Dataset entries -
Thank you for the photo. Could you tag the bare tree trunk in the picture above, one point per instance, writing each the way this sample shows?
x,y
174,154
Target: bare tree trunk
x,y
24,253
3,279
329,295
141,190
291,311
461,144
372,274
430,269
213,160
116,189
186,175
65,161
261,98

AIM -
Turn every line of the entries above into a numbered list, omitting any blank lines.

TASK RESPONSE -
1. Thank you for the photo. Could you tag the bare tree trunk in the picture above, one point per instance, writing each the way this sample shows?
2. x,y
3. 174,154
4. Target: bare tree trunk
5. x,y
6. 24,253
7. 3,279
8. 329,295
9. 141,190
10. 291,311
11. 461,144
12. 372,274
13. 430,269
14. 213,160
15. 116,189
16. 186,175
17. 65,161
18. 261,98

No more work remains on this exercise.